A new study led by Prof David Sharp, Centre Director at UK DRI Care Research & Technology, has used a state-of-the-art blood test to track damage to the brain in people who have sustained traumatic brain injury (TBI). Measuring the protein biomarker in the blood will provide a simpler, more accurate way to predict clinical outcomes and may help to identify those at higher risk of developing dementia. The study is published today (29 September) in Science Translational Medicine.
Around 50 million people each year worldwide experience TBI as a result of head injury. In the brains of these individuals, the neurons encounter severe stretching and sheering forces which cause damage to their axons, the part which transmits electrical signals. Axonal damage is the best predictor of clinical outcomes and recovery but has been difficult to measure in patients.
The team from the UK DRI Care Research and Technology Centre, based at Imperial College London, set out to identify a chemical that could be easily detected in the blood - a biomarker - that would accurately reflect this axonal damage in the brain after TBI. A multicentre study was established involving over 200 patients who had experienced moderate to severe TBI, recruited from eight major trauma centres across Europe. In 56% of cases the injuries were classed as ‘high energy’, involving falls from over 3 metres or collisions at more than 30km/hour, with the majority of these caused by road traffic accidents.
To find a suitable protein marker, the researchers harnessed cutting-edge technology called single molecule array (SiMoA) that can measure sub-femtomolar (10-16) levels of chemicals in the blood. Starting their search by detecting proteins that are important to the structure of the axons, they found that measuring blood levels of neurofilament light provided a remarkably accurate long-term prognosis for the patient. Neurofilament light has become a useful tool for diagnosis, monitoring and prognosis across neurodegenerative disease like Alzheimer’s, but its potential for use in TBI has not been fully assessed and optimised until now.
========
# AIM OF THE TASK
Reproduce the passage on the brain injury blood test, from "The team from" down to "road traffic accidents.", substituting "multi-site" for "multicentre". The material after this point comes from a separate source.
========
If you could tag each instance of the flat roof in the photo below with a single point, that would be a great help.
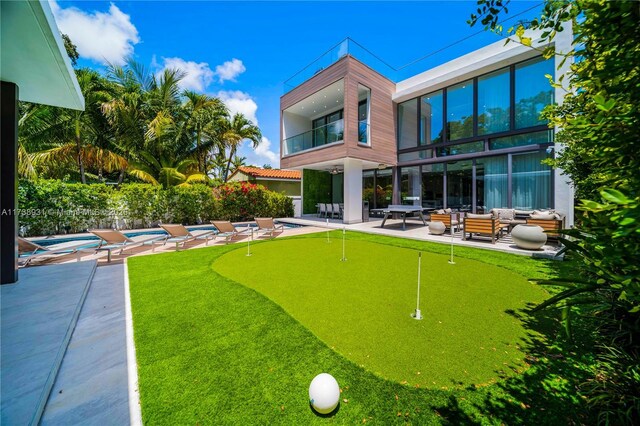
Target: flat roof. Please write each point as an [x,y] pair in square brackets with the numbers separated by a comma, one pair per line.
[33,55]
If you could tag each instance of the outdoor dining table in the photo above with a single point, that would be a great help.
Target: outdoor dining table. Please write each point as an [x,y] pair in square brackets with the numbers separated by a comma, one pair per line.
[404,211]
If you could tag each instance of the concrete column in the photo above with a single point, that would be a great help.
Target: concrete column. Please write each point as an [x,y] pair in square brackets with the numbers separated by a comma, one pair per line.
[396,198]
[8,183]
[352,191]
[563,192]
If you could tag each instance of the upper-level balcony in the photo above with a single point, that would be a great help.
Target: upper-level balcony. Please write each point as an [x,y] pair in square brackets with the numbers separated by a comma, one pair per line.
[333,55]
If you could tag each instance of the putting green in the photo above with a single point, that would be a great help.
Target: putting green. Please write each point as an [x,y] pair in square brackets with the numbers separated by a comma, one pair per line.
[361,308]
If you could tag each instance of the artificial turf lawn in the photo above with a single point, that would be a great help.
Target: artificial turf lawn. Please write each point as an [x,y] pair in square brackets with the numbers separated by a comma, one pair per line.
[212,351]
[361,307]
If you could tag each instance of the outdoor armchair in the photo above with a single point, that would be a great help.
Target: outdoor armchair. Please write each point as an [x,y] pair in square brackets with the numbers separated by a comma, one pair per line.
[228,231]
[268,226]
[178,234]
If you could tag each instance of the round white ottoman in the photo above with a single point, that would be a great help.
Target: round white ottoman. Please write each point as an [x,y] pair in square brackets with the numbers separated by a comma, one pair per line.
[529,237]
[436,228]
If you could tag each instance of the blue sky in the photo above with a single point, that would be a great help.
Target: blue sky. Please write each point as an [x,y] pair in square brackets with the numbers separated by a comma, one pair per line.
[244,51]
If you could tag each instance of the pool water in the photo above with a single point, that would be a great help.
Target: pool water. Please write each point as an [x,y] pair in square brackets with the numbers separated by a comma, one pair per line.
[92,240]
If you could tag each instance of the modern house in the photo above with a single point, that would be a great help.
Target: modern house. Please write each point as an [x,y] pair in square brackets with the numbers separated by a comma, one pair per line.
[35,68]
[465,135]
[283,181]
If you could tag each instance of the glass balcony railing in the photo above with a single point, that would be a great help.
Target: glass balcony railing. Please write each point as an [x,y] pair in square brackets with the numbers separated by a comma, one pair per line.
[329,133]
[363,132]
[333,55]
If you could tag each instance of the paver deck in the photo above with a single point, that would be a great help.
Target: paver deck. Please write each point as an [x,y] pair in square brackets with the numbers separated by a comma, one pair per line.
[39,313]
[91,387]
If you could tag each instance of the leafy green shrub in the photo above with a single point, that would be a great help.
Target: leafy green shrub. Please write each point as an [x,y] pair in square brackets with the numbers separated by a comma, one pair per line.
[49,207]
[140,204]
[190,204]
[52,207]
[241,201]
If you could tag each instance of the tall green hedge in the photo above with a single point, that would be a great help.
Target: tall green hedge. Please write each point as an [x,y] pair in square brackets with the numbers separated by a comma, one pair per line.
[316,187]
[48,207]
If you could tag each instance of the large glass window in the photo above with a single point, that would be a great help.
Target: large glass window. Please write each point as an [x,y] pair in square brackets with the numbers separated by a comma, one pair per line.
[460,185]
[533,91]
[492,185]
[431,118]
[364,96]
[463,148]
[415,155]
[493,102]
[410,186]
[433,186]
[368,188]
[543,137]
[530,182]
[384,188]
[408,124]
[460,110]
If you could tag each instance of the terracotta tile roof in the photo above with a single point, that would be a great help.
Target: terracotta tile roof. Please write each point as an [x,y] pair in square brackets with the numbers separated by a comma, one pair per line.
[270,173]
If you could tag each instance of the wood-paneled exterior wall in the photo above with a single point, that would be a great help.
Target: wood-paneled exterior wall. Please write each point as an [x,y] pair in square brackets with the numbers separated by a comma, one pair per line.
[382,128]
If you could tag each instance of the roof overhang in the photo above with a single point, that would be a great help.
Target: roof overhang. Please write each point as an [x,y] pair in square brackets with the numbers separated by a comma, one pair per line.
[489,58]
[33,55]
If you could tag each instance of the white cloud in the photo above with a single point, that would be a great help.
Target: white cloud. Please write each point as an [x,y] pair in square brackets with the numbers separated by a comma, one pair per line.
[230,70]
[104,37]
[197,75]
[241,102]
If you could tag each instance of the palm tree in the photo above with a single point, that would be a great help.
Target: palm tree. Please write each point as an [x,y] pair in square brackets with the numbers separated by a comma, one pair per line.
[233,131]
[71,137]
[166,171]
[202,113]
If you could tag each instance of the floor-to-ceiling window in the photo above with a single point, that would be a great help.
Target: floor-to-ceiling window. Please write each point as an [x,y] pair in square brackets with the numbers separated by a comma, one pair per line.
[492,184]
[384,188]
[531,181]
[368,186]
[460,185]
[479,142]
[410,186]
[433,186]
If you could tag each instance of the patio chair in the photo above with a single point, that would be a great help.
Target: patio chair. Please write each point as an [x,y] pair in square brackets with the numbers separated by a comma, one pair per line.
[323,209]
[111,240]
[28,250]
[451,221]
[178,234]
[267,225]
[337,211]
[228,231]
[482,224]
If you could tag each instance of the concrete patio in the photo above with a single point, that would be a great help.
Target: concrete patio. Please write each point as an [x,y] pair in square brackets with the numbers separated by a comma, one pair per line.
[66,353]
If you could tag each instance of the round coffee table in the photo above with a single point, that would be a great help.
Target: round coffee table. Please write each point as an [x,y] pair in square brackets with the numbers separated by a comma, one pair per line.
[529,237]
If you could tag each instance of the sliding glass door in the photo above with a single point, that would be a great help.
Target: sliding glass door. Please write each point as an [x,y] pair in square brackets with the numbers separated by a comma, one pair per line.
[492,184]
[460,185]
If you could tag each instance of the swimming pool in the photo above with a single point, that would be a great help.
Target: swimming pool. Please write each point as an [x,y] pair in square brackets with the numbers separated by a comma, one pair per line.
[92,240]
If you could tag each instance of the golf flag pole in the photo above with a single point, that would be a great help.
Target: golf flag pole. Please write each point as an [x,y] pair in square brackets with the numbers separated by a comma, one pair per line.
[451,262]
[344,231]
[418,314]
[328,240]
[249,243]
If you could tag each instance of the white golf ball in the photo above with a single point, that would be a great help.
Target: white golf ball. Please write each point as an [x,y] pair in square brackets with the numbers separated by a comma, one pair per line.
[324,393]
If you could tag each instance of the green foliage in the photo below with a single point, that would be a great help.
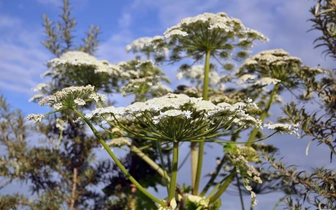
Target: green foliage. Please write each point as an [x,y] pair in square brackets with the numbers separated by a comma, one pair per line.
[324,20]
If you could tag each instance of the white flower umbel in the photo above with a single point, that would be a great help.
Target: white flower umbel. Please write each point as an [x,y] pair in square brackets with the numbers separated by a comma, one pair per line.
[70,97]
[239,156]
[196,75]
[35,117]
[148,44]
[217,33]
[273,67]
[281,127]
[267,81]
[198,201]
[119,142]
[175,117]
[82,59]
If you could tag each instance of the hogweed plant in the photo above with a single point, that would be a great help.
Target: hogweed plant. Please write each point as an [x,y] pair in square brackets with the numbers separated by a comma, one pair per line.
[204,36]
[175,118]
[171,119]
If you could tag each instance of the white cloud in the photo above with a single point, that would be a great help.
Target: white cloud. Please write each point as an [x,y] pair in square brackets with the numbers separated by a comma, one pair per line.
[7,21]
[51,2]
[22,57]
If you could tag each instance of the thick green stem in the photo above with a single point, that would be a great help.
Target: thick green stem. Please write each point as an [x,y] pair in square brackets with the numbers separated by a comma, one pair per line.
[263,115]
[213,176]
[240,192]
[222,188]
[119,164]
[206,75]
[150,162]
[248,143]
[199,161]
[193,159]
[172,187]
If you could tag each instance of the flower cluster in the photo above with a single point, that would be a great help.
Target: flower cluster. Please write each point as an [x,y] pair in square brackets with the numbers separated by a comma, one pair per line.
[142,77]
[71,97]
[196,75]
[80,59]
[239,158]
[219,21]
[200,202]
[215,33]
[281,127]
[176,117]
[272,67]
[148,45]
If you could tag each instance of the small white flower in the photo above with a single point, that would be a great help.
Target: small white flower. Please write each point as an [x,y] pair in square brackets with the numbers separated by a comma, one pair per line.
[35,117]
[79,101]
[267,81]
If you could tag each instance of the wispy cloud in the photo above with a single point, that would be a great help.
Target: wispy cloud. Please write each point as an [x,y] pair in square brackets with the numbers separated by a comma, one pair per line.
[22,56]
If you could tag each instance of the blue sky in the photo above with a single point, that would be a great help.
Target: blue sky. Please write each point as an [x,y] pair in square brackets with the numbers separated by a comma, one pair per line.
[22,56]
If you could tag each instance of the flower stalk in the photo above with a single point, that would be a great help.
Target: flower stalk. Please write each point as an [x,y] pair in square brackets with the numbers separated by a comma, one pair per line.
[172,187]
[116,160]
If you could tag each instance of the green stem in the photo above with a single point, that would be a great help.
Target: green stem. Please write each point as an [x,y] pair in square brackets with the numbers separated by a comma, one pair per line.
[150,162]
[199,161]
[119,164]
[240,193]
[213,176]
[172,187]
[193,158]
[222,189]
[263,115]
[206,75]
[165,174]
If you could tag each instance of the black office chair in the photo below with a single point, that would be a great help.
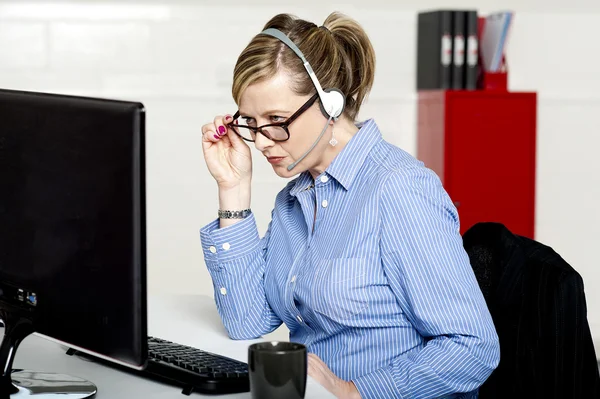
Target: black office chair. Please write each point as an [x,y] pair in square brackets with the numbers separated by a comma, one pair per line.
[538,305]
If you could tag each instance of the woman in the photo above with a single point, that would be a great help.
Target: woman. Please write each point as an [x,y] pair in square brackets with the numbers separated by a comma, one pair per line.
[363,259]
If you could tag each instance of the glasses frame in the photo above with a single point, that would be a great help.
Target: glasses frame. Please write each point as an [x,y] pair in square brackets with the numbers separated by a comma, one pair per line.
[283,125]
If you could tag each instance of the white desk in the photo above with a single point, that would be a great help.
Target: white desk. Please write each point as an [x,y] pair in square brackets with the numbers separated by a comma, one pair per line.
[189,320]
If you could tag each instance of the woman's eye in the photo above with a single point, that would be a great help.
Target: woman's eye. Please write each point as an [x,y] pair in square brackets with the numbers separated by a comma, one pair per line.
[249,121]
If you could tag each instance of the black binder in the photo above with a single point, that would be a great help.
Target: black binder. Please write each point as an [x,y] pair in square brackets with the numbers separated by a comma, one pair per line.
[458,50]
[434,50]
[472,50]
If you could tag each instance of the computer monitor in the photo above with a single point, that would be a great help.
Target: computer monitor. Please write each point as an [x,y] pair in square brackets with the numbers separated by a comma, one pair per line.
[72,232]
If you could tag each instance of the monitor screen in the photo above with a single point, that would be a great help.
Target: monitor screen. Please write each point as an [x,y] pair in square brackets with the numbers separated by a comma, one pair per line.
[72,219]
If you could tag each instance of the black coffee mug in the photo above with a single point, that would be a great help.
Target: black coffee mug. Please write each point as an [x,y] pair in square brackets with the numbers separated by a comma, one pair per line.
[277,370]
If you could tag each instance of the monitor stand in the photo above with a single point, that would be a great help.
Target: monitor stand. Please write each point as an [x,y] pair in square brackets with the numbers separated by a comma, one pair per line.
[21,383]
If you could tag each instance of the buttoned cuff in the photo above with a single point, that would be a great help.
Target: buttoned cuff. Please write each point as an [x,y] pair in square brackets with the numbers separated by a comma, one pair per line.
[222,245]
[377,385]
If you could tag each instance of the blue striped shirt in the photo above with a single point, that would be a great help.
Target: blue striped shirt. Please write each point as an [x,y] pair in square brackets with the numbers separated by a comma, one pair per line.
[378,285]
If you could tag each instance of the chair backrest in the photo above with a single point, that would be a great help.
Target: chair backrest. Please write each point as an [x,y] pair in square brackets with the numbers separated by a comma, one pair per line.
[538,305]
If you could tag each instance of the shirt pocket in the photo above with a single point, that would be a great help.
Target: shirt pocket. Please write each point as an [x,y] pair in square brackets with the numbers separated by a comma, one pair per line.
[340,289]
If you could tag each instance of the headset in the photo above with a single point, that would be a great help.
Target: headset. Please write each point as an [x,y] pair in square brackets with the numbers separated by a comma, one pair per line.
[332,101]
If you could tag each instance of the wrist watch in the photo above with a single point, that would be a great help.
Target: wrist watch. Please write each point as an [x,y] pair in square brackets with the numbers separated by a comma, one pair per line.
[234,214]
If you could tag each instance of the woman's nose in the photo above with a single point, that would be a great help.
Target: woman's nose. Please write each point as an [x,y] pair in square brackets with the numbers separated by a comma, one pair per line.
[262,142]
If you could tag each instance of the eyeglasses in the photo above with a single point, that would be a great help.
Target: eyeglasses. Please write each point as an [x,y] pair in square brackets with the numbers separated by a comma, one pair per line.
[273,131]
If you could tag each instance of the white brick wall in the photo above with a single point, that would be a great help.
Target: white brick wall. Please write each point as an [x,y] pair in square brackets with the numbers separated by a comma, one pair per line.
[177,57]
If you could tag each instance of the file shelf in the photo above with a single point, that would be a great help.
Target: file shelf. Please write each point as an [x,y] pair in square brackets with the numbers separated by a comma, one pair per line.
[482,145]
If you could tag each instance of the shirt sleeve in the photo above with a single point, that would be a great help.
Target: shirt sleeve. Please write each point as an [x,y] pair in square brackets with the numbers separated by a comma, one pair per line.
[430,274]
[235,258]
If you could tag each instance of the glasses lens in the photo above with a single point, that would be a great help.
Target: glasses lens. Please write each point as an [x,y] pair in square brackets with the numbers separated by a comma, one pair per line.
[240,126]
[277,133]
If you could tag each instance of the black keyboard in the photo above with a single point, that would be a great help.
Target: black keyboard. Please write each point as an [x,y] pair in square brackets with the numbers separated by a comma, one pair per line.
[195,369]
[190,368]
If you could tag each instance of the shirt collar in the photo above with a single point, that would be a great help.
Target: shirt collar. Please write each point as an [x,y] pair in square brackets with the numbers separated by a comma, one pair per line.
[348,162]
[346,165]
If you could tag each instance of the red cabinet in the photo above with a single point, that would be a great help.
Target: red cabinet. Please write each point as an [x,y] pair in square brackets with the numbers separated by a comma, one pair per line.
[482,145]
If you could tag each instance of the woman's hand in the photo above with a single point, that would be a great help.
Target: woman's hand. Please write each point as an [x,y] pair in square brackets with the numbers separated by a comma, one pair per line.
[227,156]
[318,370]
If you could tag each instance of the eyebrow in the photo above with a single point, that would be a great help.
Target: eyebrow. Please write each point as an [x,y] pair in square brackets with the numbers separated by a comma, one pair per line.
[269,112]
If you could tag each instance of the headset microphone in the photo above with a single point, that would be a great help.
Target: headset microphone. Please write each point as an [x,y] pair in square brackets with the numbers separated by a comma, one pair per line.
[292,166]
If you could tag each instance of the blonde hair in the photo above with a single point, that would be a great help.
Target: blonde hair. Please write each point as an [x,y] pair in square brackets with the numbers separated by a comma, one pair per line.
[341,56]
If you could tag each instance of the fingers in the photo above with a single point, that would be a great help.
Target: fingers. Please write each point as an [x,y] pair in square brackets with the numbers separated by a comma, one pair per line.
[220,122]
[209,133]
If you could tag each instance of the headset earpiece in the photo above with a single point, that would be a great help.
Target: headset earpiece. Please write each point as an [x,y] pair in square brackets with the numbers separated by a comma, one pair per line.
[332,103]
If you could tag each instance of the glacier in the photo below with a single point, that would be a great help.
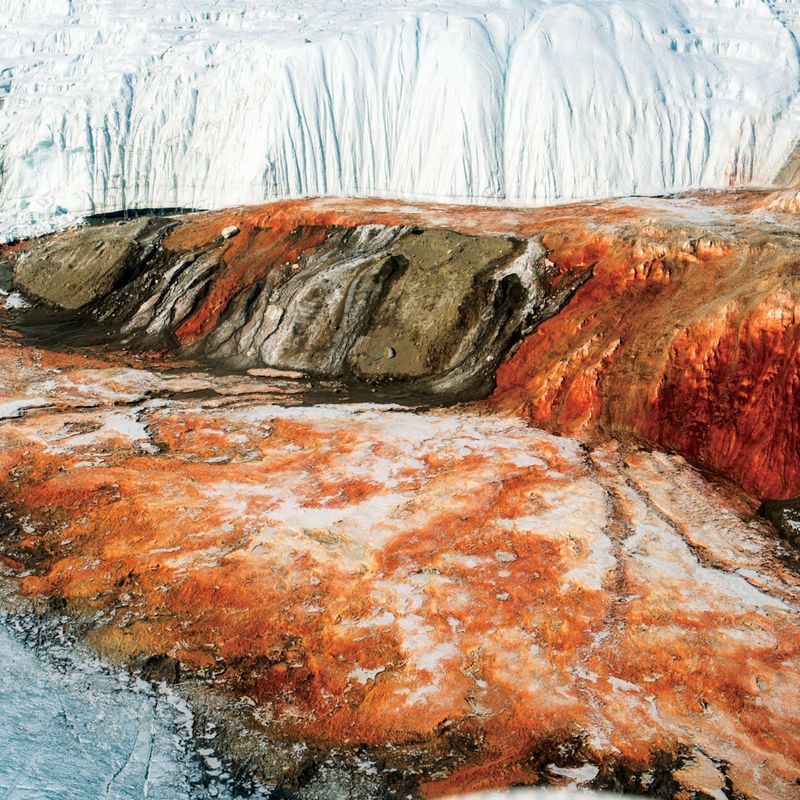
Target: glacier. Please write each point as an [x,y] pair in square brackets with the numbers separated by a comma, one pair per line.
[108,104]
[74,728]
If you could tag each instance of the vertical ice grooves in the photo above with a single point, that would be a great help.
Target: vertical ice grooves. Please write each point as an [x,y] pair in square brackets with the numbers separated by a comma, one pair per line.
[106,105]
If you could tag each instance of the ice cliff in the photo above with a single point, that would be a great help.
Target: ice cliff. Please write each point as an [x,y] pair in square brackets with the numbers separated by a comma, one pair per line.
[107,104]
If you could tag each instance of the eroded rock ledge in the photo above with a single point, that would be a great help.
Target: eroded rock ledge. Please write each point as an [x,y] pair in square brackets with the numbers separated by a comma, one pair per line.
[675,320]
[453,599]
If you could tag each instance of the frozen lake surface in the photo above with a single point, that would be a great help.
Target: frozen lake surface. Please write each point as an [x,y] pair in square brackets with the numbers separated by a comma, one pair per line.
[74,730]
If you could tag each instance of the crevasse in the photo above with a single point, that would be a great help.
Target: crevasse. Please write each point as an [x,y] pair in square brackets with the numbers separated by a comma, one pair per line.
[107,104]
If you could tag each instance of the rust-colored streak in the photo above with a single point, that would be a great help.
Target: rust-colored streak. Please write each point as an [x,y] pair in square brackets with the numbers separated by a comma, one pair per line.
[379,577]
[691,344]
========
# ANSWER FOR THE TASK
The team from the UK DRI Care Research and Technology Centre, based at Imperial College London, set out to identify a chemical that could be easily detected in the blood - a biomarker - that would accurately reflect this axonal damage in the brain after TBI. A multi-site study was established involving over 200 patients who had experienced moderate to severe TBI, recruited from eight major trauma centres across Europe. In 56% of cases the injuries were classed as ‘high energy’, involving falls from over 3 metres or collisions at more than 30km/hour, with the majority of these caused by road traffic accidents.